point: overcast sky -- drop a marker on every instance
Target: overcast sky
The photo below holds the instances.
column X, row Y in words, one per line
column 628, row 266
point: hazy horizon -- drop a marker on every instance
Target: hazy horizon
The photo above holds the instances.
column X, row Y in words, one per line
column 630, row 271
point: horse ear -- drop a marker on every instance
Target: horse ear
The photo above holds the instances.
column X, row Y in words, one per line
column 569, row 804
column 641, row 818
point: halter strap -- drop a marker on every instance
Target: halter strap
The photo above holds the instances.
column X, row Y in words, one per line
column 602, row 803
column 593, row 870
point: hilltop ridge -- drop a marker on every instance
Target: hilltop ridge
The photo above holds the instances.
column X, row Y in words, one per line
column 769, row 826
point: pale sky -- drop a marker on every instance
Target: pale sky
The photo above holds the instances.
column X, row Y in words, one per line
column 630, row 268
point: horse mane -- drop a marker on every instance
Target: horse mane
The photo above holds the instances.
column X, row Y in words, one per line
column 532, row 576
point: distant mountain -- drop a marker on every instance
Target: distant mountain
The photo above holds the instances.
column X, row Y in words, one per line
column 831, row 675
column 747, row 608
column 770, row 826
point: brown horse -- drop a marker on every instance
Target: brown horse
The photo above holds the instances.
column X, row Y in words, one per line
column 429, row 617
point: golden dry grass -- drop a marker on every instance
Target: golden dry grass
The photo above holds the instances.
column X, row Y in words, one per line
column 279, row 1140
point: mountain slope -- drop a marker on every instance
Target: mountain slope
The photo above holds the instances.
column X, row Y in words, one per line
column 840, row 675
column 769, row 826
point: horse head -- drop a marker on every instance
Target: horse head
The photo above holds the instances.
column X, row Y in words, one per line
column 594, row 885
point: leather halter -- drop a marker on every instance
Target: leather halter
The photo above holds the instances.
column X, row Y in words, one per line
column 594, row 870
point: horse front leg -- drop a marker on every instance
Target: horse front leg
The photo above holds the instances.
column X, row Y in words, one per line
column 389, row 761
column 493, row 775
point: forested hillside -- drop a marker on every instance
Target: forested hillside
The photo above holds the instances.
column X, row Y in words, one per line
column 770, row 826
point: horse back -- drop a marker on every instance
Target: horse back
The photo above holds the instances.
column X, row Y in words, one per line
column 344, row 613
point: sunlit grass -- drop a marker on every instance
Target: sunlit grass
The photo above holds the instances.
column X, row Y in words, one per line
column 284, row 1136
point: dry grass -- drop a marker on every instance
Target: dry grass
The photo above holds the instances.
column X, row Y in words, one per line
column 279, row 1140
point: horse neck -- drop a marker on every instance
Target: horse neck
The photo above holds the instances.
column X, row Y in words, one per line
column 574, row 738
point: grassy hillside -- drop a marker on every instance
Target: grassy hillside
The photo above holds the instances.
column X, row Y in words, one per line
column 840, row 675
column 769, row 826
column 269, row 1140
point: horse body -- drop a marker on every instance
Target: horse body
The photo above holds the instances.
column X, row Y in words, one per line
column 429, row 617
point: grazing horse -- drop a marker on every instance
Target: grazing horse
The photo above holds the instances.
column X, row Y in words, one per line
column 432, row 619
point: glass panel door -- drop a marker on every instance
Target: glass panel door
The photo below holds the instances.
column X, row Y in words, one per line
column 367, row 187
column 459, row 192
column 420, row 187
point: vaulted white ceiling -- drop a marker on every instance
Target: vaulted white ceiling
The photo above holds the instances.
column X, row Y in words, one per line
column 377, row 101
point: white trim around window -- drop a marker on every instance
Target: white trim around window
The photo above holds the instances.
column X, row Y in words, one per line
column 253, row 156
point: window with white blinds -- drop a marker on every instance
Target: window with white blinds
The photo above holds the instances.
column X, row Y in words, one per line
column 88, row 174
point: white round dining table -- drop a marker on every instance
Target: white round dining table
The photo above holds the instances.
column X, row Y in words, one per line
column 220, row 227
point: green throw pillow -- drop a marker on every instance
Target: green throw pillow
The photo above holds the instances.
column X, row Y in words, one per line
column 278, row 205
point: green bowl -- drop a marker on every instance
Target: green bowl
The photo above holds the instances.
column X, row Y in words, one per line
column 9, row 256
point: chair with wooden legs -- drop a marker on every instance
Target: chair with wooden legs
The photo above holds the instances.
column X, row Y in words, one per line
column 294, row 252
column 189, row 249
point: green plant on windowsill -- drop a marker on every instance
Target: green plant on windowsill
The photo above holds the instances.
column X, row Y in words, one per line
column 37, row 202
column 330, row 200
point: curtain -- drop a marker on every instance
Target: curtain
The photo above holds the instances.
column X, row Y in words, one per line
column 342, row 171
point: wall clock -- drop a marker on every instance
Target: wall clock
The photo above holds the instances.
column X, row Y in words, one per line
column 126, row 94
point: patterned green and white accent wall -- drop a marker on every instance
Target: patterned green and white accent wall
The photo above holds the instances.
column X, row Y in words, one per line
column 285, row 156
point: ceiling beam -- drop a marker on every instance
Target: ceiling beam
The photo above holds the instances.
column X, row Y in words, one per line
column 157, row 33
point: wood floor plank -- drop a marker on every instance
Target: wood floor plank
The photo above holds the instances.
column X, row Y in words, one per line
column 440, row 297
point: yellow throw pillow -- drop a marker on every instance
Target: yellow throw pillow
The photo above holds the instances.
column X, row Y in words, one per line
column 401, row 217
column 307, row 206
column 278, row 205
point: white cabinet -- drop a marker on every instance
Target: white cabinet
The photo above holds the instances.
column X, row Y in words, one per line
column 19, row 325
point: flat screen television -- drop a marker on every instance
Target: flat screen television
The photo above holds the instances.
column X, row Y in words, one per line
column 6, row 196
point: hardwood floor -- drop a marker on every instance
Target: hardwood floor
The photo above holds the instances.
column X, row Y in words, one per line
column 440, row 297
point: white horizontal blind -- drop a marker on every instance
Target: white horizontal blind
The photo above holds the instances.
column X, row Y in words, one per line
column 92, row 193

■ ■ ■ ■

Reproduce the whole listing above, renaming "drop a marker" to "place a pin" wherever it occurs and keeping every other line the same.

point: overcast sky -- place a pin on every instance
Target: overcast sky
The photo below holds the instances.
column X, row Y in words, one per line
column 628, row 266
point: hazy horizon -- place a pin on every instance
Target: hazy horizon
The photo above holds the instances.
column X, row Y in words, one per line
column 630, row 271
point: horse ear -- place a pin on every instance
Target: horse ear
The photo above holds the instances.
column X, row Y in words, one per line
column 569, row 804
column 641, row 818
point: halter strap -- place a pin on every instance
Target: halter strap
The photo above holds the instances.
column X, row Y in words, one per line
column 602, row 803
column 593, row 870
point: hilltop ridge -- place a pin on every instance
Target: hilltop ridge
The photo above holds the instances.
column X, row Y in words, one per line
column 769, row 826
point: pale sky -- place a pin on every instance
Target: pale sky
The photo above holds the instances.
column X, row Y in words, one per line
column 630, row 268
point: horse mane -- place a pin on every instance
Target: horse mane
The photo above holds the instances.
column X, row Y in words, one per line
column 532, row 576
point: distant mountain -- place a pin on every instance
Target: distant mountain
The photo above holds the instances.
column X, row Y in words, one per line
column 831, row 675
column 747, row 608
column 770, row 826
point: brown horse -- place a pin on every instance
Target: brown horse
The photo above holds the instances.
column X, row Y in words, one per line
column 429, row 617
point: golden dry grass -- place a pin on every instance
Target: golden dry grass
The photo above holds the instances.
column X, row Y in words, one per line
column 279, row 1140
point: mountain slope -- place a pin on every instance
Target: mountain slope
The photo above holds the instances.
column X, row Y in words, one per line
column 840, row 675
column 769, row 826
point: horse head -- place a pin on every instance
Target: horse head
The photo above holds the instances.
column X, row Y in words, one per line
column 594, row 885
point: leather halter -- place a pin on every instance
Target: leather halter
The photo above holds the instances.
column X, row Y in words, one per line
column 594, row 870
point: horse front leg -- place a pin on every instance
Target: horse front leg
The photo above holds the instances.
column X, row Y in words, one per line
column 389, row 761
column 493, row 775
point: forested hillside -- place a pin on every instance
Target: forested hillside
The photo above holds the instances.
column X, row Y in words, one per line
column 770, row 826
point: horse back -- place a pin on every instance
Target: horse back
The photo above holds the instances.
column X, row Y in words, one per line
column 344, row 613
point: sunlit grass -- place a pin on every instance
Target: sunlit grass
The photo above holds the instances.
column X, row Y in words, one per line
column 284, row 1136
point: dry grass -- place a pin on every instance
Target: dry grass
The photo above holds the instances.
column X, row Y in words, one per line
column 279, row 1140
point: horse neck -- place a pin on every instance
Target: horse neck
The photo above holds the instances.
column X, row Y in words, one per line
column 574, row 738
point: grassy hillside -- place a pin on every instance
Target: grassy hillside
The photo above holds the instances.
column X, row Y in words, one per line
column 840, row 675
column 769, row 826
column 269, row 1140
point: horse body -- place a pin on every instance
Target: horse body
The photo above holds the instances.
column X, row Y in words, one per line
column 429, row 617
point: grazing horse -- place a pin on every instance
Target: grazing horse
The photo above holds the instances.
column X, row Y in words, one per line
column 432, row 619
point: glass panel door -- place a pin on every instance
Target: glass panel door
The photo below holds the instances.
column X, row Y in words, one per line
column 367, row 187
column 459, row 192
column 420, row 187
point: vaulted white ceiling -- place a pin on every instance
Target: vaulted white ceiling
The photo above holds the instances.
column X, row Y in words, one per line
column 377, row 101
point: white trim around window -- place a pin on every instance
Target: white trim around window
The photo above holds the instances.
column X, row Y in words, one per line
column 253, row 156
point: window with white blinds -- place a pin on every instance
Target: window with white blinds
The photo above holds the instances.
column X, row Y in words, one per line
column 88, row 174
point: white round dining table -- place a pin on every instance
Target: white round dining table
The photo above holds the instances.
column X, row Y in words, one per line
column 220, row 227
point: green throw pillow -- place a pin on every instance
Target: green throw pillow
The photo above holds the instances.
column X, row Y in words, one per line
column 278, row 205
point: green bowl -- place a pin on every instance
Target: green bowl
The photo above holds the instances.
column X, row Y in words, one per line
column 9, row 256
point: chair with wooden legs -- place a pin on every instance
Target: chair with wooden legs
The photo above holds the instances.
column X, row Y in words, one per line
column 294, row 252
column 189, row 249
point: green plant on windowsill -- place a pin on every instance
Target: green plant on windowsill
The photo above holds the instances.
column X, row Y in words, one per line
column 37, row 202
column 330, row 200
point: curtain -- place a pin on every instance
Target: curtain
The photo above holds the instances.
column X, row Y in words, one per line
column 342, row 171
point: wall clock -- place a pin on every instance
Target: wall clock
The photo above holds the instances.
column X, row Y in words, one per line
column 126, row 94
point: patterned green and white accent wall -- place a pin on every instance
Target: patterned green and white accent wall
The photo above holds the instances.
column X, row Y in words, one per line
column 285, row 156
point: ceiling beam -- place a pin on every instance
Target: ceiling beam
The photo above holds the instances.
column X, row Y in words, one per line
column 157, row 33
point: wood floor plank -- place a pin on every instance
Target: wood floor plank
The photo above holds the instances.
column X, row Y in words, one per line
column 440, row 297
point: yellow throw pillow -- place a pin on every instance
Target: yellow throw pillow
The photo above holds the instances.
column X, row Y in words, one per line
column 401, row 217
column 307, row 206
column 278, row 205
point: white cabinet -- place a pin on every instance
Target: white cabinet
The photo above holds the instances.
column X, row Y in words, one per line
column 19, row 325
point: flat screen television -- place a pin on every instance
Target: flat screen television
The photo above holds the instances.
column X, row Y in words, one per line
column 6, row 196
point: hardwood floor -- place a pin on every instance
Target: hardwood floor
The photo above holds the instances.
column X, row Y in words, one per line
column 440, row 297
point: white horizontal blind -- place a pin on every instance
Target: white horizontal blind
The photo above holds the instances.
column X, row Y in words, one per line
column 92, row 193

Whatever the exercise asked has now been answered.